→ ENUNCIADO DAS TAREFAS
1. No texto de apoio, qual alternativa ao mecanismo sacrificial é analisada por Girard?
2. Reescreva a parte do texto de apoio que começa nas palavras com "Em primeiro lugar, é" e termina em "fígado e apêndice?", substituindo "corpo social" por "organismo social".

**** TEXTO DE APOIO ****

Em primeiro lugar, é preciso compreender que, nesta lógica, algumas vidas valem mais do que outras.
Em segundo lugar, podemos pensar nos “irrelevantes” como aqueles dos quais se pode abrir mão, aquelas vidas que não importam, que cumprem a função de um apêndice no corpo social; simplesmente estão ali. Qual seria o critério para determinar quem é coração, cérebro, rim, fígado e apêndice?
Em terceiro lugar, o “bode expiatório” deve ser alguém que não é vingável, ou seja, indefensável. Porque se revidarmos sua morte, haverá a continuidade da vingança.
É importante ressaltar, sobre o bode expiatório e seus critérios, que a escolha é aleatória, inconsciente e coletiva. Portanto, deve haver um consenso sobre as vidas. Quando pensarmos em alguém que cumpre esses requisitos, pensaremos necessariamente no “Outro”, indicando que o principal critério diz respeito ao vínculo e pertencimento à comunidade: o que diferencia marginais, idosos, crianças, estrangeiros, criminosos, minorias etc. vai definir quem pode ser escolhido.
Ao analisarmos esses critérios, somos imediatamente compelidos a pensar que as práticas sacrificiais continuam se reproduzindo a todo instante, o que parece correto de acordo com a teoria de Girard. Além disso, o sacrifício ocorre sob diversas roupagens: do sistemático racismo enfrentado por Vinícius Júnior e seus antecessores na Espanha, aos ataques antissemitas crescentes em todo o mundo desde o dia 07 de outubro de 2023, passando por processos como o de impeachment de Dilma Rousseff.
Mas existe um problema relacionado ao sacrifício, em torno da repetição da imolação do mesmo tipo de vítima. Essa repetição leva à desnaturação do mecanismo, ou seja, ele perde a capacidade de canalizar a violência e gera mais violência. Pense agora em quantas mulheres, quantos negros, estrangeiros, judeus, muçulmanos e outros grupos “fora da norma estabelecida” já foram sacrificados concretamente ou no campo simbólico. Reflita sobre o status do mecanismo sacrificial nas sociedades.
Uma das alternativas analisadas por Girard é o sistema judiciário, mas este também apresenta problemas, sendo um deles o fato de precisar de um sistema político forte, eficaz e estável para poder executar essa função adequadamente. Na sua ausência, o mecanismo sacrificial retoma sua função como garantidor da ordem social e isso se manifesta da seguinte forma:
“As perseguições que nos interessam se desenvolvem de preferência em tempos de crise que provocam o enfraquecimento de instituições normais e favorecem a formação de multidões, isto é, de ajuntamentos populares espontâneos, suscetíveis de substituir instituições enfraquecidas ou de exercer uma pressão decisiva sobre elas.” (Girard, 2004, p.21).

**** DADOS FORNECIDOS ****

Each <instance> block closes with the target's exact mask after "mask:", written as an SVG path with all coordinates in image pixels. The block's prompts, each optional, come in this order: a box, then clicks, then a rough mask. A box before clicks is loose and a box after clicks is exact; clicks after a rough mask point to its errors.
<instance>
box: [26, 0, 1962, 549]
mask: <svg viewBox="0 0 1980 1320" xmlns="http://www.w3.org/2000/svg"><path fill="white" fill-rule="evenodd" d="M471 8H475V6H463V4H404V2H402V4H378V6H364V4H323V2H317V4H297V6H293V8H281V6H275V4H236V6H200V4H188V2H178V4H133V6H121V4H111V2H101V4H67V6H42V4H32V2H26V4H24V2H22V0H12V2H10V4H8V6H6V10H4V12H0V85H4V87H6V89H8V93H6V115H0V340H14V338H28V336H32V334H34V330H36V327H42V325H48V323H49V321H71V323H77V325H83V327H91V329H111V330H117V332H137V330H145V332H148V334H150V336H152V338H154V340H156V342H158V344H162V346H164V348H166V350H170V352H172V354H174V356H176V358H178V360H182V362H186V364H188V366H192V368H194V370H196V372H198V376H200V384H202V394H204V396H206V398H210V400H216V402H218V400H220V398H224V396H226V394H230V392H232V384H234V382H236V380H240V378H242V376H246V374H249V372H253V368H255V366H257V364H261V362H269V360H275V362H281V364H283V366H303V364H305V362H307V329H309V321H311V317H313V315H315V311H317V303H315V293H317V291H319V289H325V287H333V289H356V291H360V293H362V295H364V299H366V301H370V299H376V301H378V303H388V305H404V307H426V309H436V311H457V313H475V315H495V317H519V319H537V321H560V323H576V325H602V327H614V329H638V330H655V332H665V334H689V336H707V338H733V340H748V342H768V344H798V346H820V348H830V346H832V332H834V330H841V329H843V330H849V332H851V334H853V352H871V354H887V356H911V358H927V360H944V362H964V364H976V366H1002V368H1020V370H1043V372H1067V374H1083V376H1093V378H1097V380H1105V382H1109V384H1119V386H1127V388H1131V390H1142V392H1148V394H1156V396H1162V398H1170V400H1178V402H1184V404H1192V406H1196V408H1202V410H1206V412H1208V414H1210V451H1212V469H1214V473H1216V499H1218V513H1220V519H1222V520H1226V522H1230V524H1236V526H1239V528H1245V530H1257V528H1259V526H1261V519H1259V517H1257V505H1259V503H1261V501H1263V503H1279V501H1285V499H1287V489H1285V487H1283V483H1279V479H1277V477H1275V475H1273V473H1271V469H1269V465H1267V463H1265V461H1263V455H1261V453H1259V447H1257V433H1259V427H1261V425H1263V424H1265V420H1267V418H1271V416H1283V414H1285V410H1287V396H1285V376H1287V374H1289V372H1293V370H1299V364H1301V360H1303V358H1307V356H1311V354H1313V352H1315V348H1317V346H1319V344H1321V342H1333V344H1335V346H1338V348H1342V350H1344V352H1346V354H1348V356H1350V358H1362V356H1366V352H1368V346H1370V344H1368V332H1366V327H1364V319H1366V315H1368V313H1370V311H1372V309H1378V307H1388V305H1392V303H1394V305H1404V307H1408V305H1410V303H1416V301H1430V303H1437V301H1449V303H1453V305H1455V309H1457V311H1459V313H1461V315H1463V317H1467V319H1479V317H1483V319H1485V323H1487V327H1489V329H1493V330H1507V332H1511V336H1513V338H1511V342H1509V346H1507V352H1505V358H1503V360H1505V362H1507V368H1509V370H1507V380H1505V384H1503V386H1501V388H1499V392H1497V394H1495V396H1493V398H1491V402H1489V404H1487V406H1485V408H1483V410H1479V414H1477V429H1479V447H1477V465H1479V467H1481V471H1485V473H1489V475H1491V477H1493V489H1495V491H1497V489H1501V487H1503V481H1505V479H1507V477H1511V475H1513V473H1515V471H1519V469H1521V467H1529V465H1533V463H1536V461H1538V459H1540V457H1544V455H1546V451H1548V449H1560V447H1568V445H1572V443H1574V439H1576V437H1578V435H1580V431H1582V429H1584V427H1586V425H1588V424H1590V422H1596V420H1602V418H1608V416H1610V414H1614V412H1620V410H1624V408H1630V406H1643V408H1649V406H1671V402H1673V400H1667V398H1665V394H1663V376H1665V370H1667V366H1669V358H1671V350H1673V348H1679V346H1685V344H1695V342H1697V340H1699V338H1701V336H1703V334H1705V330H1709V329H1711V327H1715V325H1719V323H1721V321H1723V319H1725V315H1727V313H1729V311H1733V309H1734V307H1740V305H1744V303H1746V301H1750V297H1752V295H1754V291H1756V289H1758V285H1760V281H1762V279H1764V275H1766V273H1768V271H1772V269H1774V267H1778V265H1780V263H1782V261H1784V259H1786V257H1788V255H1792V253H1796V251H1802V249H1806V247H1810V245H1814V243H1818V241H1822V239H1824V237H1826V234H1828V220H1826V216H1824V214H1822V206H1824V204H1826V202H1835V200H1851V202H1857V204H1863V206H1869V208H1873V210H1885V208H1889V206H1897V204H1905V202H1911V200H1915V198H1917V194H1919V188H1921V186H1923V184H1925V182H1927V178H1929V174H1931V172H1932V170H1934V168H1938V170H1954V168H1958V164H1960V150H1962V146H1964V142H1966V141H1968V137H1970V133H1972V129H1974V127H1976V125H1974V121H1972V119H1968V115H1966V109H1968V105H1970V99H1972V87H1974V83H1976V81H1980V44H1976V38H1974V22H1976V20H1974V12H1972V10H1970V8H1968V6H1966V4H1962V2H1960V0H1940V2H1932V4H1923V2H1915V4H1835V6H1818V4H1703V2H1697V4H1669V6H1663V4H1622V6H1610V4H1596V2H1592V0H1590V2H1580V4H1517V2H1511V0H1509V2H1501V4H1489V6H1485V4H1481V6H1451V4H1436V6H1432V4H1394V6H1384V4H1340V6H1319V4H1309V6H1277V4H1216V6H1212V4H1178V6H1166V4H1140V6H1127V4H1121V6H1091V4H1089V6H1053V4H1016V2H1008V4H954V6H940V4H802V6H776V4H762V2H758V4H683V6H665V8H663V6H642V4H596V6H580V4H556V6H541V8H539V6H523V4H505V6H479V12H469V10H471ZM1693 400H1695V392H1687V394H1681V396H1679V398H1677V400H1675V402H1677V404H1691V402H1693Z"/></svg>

****

→ RESPOSTAS DADAS
1. O sistema judiciário.

2.
Em primeiro lugar, é preciso compreender que, nesta lógica, algumas vidas valem mais do que outras.
Em segundo lugar, podemos pensar nos “irrelevantes” como aqueles dos quais se pode abrir mão, aquelas vidas que não importam, que cumprem a função de um apêndice no organismo social; simplesmente estão ali. Qual seria o critério para determinar quem é coração, cérebro, rim, fígado e apêndice?